• _Challenge_
Can you quote exactly the stretch of lines from the one with "Please place a dot on the concrete" through the final line of the material, both ends included?

• _Records supplied_

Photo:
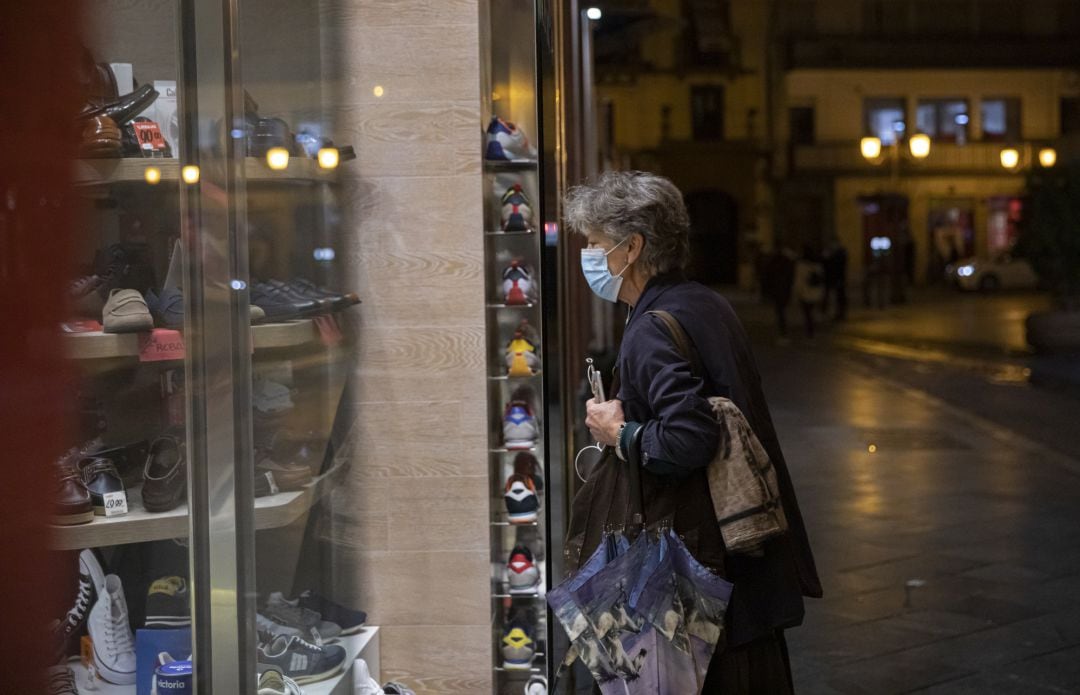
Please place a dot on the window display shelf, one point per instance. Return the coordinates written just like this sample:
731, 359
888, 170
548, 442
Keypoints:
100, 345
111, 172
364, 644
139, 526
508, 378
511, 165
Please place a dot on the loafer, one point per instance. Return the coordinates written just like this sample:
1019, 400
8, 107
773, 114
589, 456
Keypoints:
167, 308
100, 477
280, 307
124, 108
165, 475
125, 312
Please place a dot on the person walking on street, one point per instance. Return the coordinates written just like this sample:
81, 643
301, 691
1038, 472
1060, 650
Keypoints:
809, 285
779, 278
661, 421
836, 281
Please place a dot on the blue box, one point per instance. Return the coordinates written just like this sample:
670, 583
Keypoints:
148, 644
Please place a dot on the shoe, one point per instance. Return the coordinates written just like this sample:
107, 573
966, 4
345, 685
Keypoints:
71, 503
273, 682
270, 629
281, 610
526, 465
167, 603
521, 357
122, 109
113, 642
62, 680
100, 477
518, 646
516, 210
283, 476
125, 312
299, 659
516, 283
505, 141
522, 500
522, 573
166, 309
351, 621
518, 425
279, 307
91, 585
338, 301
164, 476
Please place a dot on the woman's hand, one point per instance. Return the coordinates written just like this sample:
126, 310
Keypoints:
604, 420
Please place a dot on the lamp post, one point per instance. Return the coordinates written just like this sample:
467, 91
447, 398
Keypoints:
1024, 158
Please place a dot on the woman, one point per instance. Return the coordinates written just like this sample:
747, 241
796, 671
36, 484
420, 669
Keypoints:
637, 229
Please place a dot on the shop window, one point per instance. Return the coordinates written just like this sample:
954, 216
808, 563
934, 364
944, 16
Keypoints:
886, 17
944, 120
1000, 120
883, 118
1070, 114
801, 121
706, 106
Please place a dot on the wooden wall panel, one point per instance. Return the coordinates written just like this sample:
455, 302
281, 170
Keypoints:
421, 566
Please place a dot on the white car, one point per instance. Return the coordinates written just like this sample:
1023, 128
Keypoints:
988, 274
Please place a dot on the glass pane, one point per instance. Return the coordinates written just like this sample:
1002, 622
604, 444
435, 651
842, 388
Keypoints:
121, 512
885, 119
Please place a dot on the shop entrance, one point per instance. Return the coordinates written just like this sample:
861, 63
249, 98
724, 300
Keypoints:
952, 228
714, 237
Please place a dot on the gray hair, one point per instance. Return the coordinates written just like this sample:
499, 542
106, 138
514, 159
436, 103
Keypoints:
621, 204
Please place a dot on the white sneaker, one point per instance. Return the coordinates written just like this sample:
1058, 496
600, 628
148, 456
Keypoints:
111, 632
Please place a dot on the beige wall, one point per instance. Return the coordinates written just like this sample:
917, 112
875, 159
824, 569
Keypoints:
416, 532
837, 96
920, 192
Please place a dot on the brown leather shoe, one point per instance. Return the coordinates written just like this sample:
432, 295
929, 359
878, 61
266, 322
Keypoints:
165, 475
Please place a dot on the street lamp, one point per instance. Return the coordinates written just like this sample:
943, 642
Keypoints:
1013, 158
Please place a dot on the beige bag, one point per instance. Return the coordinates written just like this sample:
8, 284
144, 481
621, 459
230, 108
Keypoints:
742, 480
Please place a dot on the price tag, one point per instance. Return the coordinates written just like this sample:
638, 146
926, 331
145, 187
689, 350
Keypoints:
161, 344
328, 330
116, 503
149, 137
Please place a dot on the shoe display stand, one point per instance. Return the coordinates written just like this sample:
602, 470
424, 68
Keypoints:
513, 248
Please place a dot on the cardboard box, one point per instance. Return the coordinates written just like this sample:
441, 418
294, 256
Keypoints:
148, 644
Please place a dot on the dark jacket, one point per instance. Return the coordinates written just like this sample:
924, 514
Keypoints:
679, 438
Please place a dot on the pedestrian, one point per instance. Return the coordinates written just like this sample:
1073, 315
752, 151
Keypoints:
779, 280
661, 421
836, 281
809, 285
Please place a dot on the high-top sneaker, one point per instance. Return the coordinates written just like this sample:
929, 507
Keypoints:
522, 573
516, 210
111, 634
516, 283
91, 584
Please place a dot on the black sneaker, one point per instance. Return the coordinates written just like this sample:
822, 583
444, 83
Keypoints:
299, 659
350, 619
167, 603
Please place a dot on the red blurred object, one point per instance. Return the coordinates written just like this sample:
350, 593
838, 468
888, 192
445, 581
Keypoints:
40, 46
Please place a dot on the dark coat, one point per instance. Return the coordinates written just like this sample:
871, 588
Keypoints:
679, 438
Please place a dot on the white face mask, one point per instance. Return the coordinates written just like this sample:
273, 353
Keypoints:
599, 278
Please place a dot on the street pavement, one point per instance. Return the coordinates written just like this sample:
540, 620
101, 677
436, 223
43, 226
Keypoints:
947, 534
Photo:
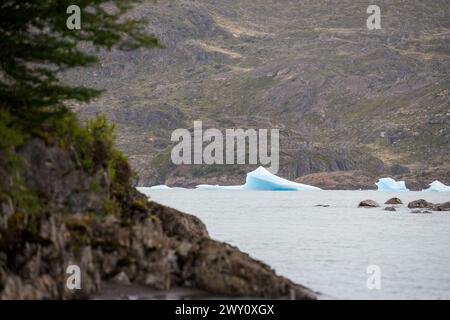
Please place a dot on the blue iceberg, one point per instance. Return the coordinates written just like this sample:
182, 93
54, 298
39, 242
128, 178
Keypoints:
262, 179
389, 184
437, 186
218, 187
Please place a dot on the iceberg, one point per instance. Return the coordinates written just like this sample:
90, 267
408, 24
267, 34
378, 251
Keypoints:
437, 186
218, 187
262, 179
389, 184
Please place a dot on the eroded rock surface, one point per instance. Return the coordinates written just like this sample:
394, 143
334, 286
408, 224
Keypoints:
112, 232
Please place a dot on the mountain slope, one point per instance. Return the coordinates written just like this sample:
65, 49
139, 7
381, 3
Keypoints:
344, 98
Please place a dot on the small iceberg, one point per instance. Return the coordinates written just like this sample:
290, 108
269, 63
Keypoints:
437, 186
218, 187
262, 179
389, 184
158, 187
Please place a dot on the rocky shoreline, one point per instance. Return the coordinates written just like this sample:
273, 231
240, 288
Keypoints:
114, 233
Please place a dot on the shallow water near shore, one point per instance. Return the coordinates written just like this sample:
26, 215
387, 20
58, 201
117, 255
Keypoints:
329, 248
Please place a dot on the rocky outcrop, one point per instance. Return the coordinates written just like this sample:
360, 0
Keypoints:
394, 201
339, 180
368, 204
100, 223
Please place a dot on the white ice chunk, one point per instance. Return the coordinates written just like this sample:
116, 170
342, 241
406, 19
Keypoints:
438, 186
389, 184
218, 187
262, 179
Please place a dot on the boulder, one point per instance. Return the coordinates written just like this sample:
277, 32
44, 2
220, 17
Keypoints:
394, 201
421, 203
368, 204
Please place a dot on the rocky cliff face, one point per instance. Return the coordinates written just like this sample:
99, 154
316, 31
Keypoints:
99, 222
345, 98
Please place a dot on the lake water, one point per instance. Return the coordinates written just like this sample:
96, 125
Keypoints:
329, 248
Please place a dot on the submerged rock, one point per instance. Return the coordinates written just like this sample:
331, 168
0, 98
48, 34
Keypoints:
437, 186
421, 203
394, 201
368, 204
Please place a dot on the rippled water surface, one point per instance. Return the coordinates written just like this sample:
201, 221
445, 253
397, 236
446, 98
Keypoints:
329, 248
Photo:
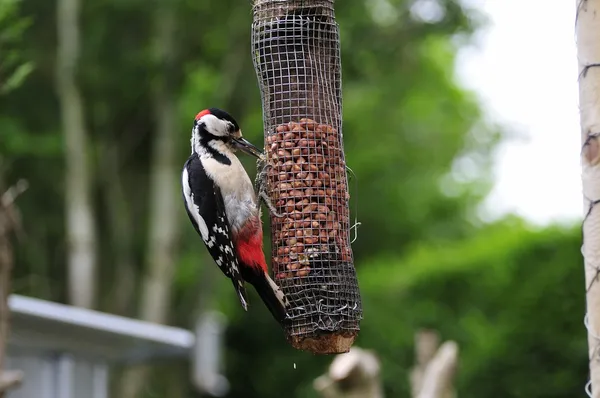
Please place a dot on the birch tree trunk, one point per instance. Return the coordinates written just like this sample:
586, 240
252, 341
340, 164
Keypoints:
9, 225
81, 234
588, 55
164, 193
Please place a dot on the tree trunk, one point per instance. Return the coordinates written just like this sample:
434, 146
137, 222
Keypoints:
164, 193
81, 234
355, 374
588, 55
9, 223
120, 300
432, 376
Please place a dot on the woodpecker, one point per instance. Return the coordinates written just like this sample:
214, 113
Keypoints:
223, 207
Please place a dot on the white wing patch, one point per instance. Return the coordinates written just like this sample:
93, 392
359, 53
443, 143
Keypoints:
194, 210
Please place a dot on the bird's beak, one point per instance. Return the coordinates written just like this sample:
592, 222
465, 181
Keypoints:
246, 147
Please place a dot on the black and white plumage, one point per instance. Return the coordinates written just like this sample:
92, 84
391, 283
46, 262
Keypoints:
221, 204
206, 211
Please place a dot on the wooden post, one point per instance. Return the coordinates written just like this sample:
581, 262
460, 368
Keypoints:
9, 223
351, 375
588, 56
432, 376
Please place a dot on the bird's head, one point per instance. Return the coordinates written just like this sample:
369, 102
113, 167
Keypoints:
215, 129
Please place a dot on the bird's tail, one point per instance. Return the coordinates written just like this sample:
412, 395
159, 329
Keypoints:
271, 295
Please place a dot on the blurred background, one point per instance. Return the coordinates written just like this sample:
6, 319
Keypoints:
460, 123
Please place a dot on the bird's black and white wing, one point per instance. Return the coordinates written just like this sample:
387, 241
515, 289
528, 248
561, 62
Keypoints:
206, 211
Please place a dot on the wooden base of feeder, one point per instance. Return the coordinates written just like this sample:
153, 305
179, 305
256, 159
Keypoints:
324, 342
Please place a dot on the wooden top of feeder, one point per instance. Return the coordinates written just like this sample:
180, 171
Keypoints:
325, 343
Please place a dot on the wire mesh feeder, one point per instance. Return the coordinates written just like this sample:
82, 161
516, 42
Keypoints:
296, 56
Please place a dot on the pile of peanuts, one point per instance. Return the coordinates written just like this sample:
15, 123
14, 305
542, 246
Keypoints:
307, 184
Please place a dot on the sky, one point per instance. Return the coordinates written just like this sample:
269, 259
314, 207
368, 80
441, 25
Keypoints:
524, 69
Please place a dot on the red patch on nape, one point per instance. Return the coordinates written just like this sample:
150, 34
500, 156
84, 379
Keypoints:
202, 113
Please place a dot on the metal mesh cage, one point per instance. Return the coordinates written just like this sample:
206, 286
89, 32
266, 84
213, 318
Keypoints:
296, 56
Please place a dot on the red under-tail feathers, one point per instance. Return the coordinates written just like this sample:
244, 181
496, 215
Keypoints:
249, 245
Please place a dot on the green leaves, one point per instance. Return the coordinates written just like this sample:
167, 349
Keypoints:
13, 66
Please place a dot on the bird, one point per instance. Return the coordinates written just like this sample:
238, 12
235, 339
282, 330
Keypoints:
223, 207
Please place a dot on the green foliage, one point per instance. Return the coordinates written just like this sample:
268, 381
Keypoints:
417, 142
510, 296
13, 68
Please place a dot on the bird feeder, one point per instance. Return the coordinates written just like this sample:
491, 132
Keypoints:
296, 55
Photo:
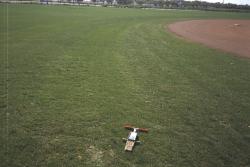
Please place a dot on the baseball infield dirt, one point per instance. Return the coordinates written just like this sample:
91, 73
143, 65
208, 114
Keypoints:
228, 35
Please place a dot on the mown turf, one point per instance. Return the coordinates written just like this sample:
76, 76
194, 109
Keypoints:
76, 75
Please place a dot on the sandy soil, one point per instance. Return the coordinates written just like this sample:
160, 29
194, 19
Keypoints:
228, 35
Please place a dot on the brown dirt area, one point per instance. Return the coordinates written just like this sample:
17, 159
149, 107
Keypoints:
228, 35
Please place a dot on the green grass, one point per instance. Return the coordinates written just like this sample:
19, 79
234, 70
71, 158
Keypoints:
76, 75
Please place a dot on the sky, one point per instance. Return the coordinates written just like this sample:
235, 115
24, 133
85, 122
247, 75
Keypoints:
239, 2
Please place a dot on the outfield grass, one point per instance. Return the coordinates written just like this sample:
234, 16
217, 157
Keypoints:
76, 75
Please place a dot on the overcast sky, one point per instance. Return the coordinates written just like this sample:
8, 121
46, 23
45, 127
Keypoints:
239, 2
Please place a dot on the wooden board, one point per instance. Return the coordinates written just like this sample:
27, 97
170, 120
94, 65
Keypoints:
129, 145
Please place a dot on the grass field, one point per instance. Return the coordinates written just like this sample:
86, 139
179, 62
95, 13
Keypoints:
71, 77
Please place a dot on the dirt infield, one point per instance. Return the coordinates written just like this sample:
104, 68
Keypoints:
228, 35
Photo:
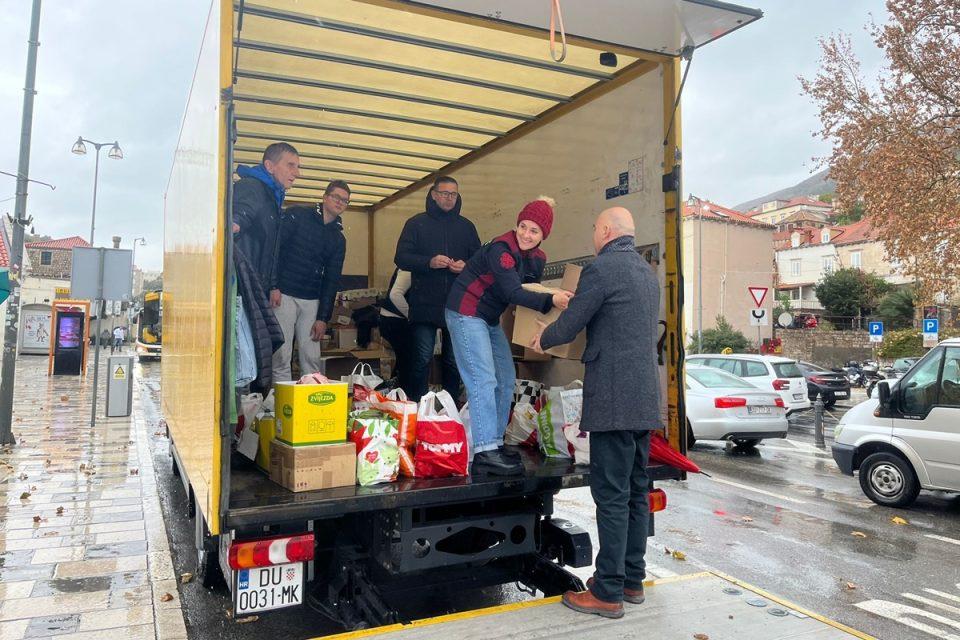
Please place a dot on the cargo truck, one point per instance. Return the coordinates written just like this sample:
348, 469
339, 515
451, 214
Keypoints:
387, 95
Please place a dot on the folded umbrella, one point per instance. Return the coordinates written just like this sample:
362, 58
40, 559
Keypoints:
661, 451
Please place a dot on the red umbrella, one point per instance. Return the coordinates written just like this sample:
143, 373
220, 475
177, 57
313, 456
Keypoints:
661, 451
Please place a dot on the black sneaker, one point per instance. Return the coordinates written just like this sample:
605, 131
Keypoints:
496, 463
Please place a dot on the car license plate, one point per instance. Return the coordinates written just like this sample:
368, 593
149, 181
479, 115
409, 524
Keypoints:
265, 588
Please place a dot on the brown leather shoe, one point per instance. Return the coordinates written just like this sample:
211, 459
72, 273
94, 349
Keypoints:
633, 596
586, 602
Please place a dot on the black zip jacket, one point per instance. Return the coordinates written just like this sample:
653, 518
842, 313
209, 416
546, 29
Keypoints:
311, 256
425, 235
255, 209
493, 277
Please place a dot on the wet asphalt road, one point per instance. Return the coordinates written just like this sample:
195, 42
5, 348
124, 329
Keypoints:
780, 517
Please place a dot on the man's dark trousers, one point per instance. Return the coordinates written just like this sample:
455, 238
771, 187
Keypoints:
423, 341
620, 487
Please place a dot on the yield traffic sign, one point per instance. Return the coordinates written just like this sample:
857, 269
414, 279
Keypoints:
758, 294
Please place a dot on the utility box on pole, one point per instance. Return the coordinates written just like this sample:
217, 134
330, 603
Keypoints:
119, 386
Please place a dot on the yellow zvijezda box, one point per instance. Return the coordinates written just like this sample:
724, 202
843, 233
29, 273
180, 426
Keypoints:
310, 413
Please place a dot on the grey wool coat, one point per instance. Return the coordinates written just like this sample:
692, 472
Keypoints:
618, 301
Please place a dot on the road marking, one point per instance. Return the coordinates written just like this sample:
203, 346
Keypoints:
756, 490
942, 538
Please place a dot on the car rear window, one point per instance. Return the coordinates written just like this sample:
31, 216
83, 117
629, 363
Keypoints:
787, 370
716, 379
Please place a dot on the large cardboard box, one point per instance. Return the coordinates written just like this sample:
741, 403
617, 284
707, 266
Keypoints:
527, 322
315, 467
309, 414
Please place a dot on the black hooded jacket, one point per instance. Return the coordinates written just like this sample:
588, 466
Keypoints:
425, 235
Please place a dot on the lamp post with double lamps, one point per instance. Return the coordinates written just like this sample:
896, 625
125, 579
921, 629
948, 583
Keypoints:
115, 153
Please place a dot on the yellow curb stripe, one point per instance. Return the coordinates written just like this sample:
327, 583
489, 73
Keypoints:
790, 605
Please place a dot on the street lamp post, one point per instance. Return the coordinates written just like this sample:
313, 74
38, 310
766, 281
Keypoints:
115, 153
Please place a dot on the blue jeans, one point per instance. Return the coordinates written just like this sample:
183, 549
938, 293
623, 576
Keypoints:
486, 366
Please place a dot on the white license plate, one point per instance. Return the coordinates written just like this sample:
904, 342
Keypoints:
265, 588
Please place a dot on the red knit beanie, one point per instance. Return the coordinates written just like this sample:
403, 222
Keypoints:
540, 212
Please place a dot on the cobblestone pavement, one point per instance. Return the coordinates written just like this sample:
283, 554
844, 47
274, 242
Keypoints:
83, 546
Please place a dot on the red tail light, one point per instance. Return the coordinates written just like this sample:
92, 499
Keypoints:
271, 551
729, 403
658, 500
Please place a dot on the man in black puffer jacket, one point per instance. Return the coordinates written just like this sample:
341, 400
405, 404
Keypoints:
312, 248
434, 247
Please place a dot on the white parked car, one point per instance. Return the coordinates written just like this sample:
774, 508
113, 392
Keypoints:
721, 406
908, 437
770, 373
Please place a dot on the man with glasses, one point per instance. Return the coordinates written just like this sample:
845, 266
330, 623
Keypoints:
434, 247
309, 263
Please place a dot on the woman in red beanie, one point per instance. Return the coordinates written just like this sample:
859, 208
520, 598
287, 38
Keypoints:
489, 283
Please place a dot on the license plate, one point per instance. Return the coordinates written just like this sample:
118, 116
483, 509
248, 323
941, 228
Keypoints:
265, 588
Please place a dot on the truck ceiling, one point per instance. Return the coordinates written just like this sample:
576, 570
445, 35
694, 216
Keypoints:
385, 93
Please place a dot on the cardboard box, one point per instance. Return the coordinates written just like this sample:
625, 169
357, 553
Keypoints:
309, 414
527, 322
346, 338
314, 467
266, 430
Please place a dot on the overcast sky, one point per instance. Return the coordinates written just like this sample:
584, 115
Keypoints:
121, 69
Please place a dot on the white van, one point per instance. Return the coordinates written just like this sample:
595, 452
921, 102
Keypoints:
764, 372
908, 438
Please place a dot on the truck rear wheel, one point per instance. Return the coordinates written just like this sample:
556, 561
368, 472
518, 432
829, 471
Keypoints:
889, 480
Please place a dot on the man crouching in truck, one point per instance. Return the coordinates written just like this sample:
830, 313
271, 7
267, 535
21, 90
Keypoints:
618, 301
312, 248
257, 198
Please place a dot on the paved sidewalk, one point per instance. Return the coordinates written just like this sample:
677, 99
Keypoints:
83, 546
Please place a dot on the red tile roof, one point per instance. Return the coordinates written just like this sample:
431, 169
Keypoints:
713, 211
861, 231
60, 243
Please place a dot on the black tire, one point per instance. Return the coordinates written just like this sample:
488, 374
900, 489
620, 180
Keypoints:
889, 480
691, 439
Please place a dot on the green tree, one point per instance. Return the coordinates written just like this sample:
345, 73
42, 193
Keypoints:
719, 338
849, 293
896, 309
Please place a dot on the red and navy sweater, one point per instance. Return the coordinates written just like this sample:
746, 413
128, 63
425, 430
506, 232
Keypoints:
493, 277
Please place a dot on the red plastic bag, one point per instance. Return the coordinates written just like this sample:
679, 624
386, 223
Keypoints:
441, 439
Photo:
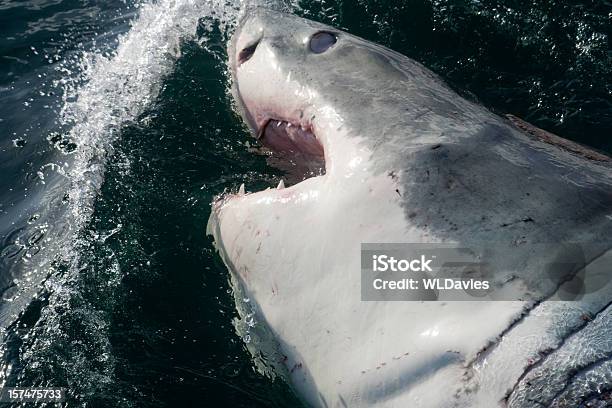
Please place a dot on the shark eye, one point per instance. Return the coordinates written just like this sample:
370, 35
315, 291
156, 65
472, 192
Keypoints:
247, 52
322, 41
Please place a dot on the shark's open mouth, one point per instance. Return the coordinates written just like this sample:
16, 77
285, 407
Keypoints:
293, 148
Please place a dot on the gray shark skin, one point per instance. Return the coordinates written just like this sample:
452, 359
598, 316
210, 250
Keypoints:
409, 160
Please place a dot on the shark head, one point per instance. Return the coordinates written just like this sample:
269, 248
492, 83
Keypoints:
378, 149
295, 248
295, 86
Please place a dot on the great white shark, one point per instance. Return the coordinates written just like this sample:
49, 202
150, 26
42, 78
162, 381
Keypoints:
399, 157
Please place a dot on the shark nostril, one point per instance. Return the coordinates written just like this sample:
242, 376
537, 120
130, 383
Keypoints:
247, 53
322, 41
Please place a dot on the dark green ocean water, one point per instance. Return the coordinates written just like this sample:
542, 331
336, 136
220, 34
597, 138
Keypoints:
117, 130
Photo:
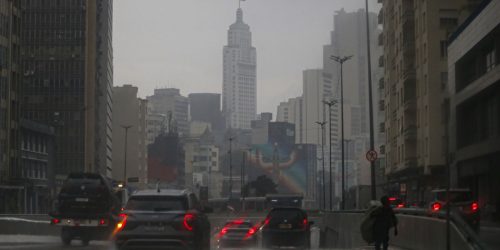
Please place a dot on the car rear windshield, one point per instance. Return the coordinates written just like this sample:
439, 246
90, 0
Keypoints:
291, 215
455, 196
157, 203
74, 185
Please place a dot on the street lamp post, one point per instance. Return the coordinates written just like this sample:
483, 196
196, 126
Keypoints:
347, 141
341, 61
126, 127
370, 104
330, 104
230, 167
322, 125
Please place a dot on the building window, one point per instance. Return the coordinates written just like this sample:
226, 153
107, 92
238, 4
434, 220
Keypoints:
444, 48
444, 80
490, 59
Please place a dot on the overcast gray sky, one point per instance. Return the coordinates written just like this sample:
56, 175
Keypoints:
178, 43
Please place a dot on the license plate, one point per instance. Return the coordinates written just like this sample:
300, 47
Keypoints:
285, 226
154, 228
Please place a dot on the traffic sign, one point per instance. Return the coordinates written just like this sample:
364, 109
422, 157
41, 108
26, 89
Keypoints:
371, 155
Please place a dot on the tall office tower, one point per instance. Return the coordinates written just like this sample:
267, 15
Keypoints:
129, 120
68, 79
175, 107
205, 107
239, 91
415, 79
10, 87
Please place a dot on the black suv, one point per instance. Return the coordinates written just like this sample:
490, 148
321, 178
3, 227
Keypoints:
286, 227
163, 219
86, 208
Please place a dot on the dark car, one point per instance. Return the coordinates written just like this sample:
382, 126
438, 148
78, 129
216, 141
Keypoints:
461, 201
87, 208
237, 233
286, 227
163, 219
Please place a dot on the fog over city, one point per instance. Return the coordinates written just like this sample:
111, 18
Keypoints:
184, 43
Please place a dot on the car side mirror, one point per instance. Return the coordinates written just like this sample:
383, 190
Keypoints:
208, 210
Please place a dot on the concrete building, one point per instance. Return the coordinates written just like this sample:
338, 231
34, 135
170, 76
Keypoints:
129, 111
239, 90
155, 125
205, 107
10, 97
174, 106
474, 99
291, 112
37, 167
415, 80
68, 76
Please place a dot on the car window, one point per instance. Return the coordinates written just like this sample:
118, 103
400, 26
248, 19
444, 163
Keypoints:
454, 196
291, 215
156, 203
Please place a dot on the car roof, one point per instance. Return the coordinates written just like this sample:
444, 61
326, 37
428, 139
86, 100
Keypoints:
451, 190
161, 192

• _Solved exercise_
Please place a dot on the concrete building, one point per instance. Return the coordinates written just like this sample:
338, 231
34, 135
170, 76
Keypoints:
129, 111
239, 90
155, 125
205, 107
10, 97
174, 106
474, 99
291, 112
37, 167
415, 80
68, 76
Please place a dot on the car window, one point per instance. Return the coordinates written just like this sample:
118, 103
400, 26
248, 19
444, 163
Keypoints:
454, 196
291, 215
156, 203
Please place a dot on the car roof, one point per instance. Return the coordinates written just like this sample:
444, 61
326, 37
428, 139
86, 100
Keypoints:
451, 190
161, 192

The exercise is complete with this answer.